- _Excerpted passage_:
——————

    Anyhow, you just said it. There is still an age group (boomers) that no matter what we do to our newspapers in terms of cutting, cutting, cutting and raising prices, prices, prices, members of that age group will never abandon print. So because of these boomers, we've ruined the product for any other age group (nobody besides a Boomer would buy a print newspaper of 2019; it's TRASH), yet we still have to print for them.
    Unfortunately we can't dump the print product (which is an albatross considering staff size, thanks hedge funds) cause of the boomers who will subscribe until they die. So we keep on cutting staff (thanks to ad staffs that can only sell hearing aid ads and old folks home ads) and now we're charging for our online stuff. Guess what? It's too late. The only people who NEED our product are the boomers who need the paper in their hands at breakfast. Sure our Internet stories and videos (lol) are good enough, but advertisers are not interested and we'll see how many subscribers for our internet sites we can attract (not many).

    Fredrick's position? Since we are not going to improve the print product enough to make it something every reader must have, not just the Boomers, cut the print product entirely to the Boomers' chagrin. Sell as many online subscriptions and ads as you can and cut staffs accordingly. Once enough cuts are made to sustain the Internet operation, put out an Internet newspaper for years to come.
    For Our mission is not to put names of grandkids in the paper anymore. Our mission is to write clickbait headlines and stories and try to make money somehow connected to amount of pageviews (LOL it ain't working) and sell a few subscriptions years after the analysts told us NOBODY WILL PAY FOR NEWS ON THE FREE INTERNET! Tell me Fredrick isn't smarter than most, try to tell me that!

——————

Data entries
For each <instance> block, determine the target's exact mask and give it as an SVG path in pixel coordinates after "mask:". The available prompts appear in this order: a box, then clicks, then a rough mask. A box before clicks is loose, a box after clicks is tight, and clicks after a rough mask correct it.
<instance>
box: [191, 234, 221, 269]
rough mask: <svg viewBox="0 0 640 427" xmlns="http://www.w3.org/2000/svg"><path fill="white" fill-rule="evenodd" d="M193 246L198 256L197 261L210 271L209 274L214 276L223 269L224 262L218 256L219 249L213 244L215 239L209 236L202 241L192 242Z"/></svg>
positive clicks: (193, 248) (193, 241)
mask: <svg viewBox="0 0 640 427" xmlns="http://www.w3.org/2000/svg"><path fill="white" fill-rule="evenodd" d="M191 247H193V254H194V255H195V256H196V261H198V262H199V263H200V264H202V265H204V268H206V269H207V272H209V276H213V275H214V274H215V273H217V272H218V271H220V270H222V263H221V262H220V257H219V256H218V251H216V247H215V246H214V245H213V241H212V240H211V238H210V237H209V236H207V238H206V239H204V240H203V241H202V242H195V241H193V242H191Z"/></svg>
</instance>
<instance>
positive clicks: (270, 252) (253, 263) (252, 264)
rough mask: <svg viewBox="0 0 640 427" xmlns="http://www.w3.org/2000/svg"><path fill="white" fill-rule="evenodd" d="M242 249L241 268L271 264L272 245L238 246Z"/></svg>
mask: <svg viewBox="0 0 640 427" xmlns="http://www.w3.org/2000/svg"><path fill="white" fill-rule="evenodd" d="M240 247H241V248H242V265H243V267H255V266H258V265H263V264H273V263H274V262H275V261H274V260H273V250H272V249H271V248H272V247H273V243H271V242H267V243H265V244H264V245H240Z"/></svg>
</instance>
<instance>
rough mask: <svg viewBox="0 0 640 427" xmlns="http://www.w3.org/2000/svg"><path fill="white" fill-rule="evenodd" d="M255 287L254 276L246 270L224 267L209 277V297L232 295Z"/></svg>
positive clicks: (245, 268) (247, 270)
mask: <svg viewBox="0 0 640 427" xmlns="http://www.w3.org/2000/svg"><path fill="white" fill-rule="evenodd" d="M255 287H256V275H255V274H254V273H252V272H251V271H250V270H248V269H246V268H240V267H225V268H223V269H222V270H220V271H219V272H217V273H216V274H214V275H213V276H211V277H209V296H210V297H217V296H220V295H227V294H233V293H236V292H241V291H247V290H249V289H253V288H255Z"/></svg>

——————

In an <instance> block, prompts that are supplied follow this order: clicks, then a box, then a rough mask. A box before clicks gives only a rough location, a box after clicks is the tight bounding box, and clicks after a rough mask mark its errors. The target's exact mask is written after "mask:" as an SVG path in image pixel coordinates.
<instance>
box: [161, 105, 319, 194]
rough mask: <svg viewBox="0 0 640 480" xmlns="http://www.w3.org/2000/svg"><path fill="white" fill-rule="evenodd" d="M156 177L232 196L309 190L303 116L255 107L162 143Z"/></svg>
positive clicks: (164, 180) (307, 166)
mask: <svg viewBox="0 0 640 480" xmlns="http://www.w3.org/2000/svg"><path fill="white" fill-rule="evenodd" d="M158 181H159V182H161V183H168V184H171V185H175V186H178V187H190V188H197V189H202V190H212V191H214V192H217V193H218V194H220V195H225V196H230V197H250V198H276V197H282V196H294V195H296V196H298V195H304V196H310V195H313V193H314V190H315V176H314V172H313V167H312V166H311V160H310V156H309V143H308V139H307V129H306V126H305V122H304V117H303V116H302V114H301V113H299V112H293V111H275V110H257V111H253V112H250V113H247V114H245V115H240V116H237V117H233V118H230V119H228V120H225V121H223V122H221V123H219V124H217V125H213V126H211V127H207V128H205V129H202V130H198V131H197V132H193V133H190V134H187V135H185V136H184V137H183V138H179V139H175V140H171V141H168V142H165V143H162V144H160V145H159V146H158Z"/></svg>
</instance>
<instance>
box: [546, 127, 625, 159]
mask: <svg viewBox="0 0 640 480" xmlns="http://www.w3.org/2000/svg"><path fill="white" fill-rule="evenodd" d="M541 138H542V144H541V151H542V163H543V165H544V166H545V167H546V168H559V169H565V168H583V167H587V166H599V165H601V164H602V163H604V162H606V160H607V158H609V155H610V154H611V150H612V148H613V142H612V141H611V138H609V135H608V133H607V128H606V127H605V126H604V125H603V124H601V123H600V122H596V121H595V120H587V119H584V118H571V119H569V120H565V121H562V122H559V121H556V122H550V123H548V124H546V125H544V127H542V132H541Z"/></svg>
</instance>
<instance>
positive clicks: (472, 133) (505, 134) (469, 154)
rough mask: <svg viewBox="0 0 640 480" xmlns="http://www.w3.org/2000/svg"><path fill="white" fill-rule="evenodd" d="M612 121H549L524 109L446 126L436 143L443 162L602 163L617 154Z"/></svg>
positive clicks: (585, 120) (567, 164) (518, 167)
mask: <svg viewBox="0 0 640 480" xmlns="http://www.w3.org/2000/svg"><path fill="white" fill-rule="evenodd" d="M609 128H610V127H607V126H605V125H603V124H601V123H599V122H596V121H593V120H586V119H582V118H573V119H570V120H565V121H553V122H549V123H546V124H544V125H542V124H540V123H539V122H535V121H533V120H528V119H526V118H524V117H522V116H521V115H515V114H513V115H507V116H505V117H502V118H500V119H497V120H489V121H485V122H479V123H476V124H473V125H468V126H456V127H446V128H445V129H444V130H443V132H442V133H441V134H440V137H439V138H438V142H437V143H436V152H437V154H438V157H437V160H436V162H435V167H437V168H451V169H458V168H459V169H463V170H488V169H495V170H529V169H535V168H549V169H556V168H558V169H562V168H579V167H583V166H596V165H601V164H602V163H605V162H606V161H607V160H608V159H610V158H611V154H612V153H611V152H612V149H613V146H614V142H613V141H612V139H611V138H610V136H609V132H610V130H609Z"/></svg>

——————

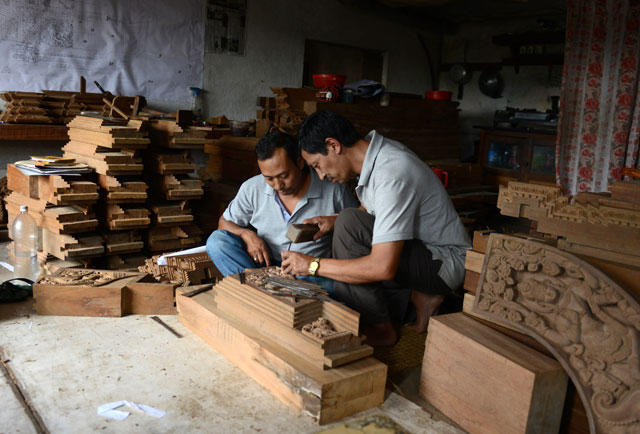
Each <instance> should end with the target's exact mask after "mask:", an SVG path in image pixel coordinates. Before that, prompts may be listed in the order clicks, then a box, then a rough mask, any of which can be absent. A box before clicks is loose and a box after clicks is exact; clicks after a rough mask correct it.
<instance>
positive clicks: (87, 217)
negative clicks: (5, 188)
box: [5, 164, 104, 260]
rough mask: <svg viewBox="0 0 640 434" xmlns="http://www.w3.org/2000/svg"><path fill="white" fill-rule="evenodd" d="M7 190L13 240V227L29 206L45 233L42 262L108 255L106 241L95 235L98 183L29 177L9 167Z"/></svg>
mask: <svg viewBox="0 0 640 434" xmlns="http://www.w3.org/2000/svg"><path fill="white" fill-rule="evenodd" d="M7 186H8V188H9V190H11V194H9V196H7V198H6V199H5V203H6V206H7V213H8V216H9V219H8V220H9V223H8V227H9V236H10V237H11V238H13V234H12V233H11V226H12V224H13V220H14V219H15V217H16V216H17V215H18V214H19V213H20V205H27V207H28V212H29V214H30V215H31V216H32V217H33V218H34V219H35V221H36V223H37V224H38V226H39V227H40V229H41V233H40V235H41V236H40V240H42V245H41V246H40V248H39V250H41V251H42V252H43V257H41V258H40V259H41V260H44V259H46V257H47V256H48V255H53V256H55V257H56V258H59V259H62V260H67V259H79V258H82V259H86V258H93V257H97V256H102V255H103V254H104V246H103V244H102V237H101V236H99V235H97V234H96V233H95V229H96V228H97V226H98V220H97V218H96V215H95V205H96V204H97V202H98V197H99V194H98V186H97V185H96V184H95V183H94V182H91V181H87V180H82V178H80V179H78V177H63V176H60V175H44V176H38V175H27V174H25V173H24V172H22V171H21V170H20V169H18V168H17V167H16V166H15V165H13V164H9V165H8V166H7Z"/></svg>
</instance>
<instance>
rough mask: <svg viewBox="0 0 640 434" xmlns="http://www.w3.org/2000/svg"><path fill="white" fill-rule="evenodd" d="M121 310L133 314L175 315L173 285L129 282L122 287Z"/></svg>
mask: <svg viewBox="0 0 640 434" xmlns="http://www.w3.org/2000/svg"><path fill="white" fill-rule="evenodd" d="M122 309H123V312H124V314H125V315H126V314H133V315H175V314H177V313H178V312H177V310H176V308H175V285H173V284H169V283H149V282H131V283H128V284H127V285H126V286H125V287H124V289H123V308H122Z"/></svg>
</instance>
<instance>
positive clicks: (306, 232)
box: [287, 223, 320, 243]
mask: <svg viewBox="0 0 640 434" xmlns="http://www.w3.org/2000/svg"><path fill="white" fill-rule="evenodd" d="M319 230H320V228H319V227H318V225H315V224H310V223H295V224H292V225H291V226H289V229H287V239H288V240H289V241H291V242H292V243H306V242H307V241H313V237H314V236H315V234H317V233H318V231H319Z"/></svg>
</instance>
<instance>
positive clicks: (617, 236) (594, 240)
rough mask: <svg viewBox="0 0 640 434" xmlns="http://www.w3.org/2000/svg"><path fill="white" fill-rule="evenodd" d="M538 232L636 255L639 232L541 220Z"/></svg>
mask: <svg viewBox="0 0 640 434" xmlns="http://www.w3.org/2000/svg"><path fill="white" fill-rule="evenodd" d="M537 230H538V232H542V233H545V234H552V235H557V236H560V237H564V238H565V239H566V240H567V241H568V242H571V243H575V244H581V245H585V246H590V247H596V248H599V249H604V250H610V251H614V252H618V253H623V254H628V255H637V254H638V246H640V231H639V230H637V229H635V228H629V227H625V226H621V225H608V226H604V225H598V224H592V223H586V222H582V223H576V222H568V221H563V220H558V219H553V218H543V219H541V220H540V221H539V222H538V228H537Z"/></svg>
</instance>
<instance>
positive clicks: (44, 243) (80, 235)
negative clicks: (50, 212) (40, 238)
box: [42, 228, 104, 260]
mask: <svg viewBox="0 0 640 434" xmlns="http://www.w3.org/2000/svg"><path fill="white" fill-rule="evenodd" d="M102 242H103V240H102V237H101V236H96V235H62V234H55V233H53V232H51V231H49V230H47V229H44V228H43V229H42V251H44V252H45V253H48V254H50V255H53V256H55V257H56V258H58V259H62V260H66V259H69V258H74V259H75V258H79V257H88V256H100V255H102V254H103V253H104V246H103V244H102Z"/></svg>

——————

- _Work task 1_: Render this sentence from the commentary on print newspapers in Spanish: "Sell as many online subscriptions and ads as you can and cut staffs accordingly."
- _Work task 2_: Carry on the commentary on print newspapers in the same voice, starting right after its final sentence.

- _Your response 1_: Vende tantas suscripciones y anuncios en línea como puedas y recorta el personal en consecuencia.

- _Your response 2_:
    I promise I will never repeat myself again. I will copy and paste this when I see the need every six months or so to explain what really happened to newspapers.
     
    Last edited: Sep 13, 2018
  8. Reddy235

    Reddy235 Member

    Salt and pepper?
     
  9. daemon

    daemon Well-Known Member

    The editors are largely correct when they point out that newspapers cover the day-to-day news better. What I fear they are missing is that coverage of that news is not nearly as valuable now as it was back when people got all of their information from a single source. What those editors really need to think about is how often their "more comprehensive" day-to-day coverage includes information that readers cannot somewhere else for free. The Internet is such that die-hard sports fans get their news in close-to-real time, whether via Twitter or Facebook or aggregators. They do not need newspaper websites to provide that information. That's the fundamental difference between the newspaper and Athletic model: newspapers still have their writers spending 80 percent of their time on the Who What Where and When. The Athletic tells its writers, "let those other guys do that, because our data says that's not what people are willing to pay for." Maybe the editors have better data than the folks at the Athletic.
     
    MNgremlin and lcjjdnh like this.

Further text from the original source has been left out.